What the task requires:
Transcribe everything in the listing below exactly, except the pictures.

The records:
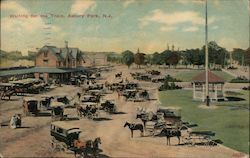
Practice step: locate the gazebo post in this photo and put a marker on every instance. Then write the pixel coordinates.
(194, 92)
(216, 96)
(203, 92)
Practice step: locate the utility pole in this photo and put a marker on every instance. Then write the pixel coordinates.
(206, 59)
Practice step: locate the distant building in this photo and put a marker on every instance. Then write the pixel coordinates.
(95, 59)
(57, 63)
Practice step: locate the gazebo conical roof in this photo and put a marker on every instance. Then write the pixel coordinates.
(212, 78)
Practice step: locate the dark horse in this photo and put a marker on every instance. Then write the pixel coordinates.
(95, 146)
(145, 118)
(134, 127)
(118, 75)
(169, 132)
(83, 148)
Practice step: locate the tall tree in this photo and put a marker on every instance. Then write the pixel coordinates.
(128, 58)
(139, 59)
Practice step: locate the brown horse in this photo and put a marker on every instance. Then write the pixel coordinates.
(81, 147)
(134, 127)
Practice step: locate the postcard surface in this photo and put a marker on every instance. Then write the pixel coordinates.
(126, 78)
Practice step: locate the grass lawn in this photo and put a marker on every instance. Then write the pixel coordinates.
(187, 76)
(230, 125)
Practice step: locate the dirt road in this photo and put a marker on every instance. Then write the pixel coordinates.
(34, 139)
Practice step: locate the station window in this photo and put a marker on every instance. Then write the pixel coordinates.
(45, 54)
(45, 62)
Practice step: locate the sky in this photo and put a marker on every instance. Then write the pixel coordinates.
(119, 25)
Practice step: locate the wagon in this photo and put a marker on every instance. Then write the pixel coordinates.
(6, 90)
(91, 98)
(63, 135)
(201, 138)
(154, 127)
(30, 106)
(108, 106)
(46, 101)
(57, 111)
(91, 110)
(172, 115)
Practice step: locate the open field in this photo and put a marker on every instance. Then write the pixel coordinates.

Exercise output:
Practice step: locate the gazebo post in this photo and put a marker on every instance. Then write the pixel coordinates.
(194, 92)
(216, 96)
(203, 92)
Practice step: locate the utility pole in this photo and put a marker on every instance. Then write the pixel coordinates.
(206, 59)
Practice step: locate the distant building in this photo and put a marker on every instance. Then write the pixel coordinates.
(95, 59)
(57, 63)
Practice step: locate the gazebo conical roof in this photo and put a marker on every instance. Then write the pixel coordinates.
(212, 78)
Practice step: locate the dark horse in this photo and put a marker on every instance. Then write the pixel coordinates.
(95, 146)
(145, 118)
(134, 127)
(118, 75)
(169, 132)
(83, 148)
Practice step: locate the tall tree in this photo and put a marker on every instance. Then write the pixel coordinates.
(128, 58)
(139, 59)
Practice step: locate the brown horse in this photo and put a marker on every instance. Then write the pixel coordinates.
(81, 147)
(134, 127)
Practice step: locate the postcard surface in this photo and put a marker on every instance. Then write the pixel coordinates.
(126, 78)
Practice step: locate the grass lawn in this photo and put a marker on every instance. Then write the pixel coordinates.
(187, 76)
(230, 125)
Practice step: locate the dirt road in this photo and put a marker on every instance. Then write the pixel coordinates.
(34, 139)
Practice step: locate the station window in this photo and put a marker on every instance. Then write the pixel coordinates.
(45, 54)
(45, 62)
Practice step: locate the sky in this photo and put a marker on every instance. Then write the pixel coordinates.
(119, 25)
Practice step: locate the wagon in this photo and put a marker on every instance. Then write the pixel coordinates.
(6, 90)
(91, 98)
(63, 135)
(201, 138)
(154, 127)
(30, 106)
(108, 106)
(46, 101)
(57, 111)
(91, 110)
(172, 115)
Practice step: locate the open field in this photo and put a marker on every instance. Then write the pixel coordinates.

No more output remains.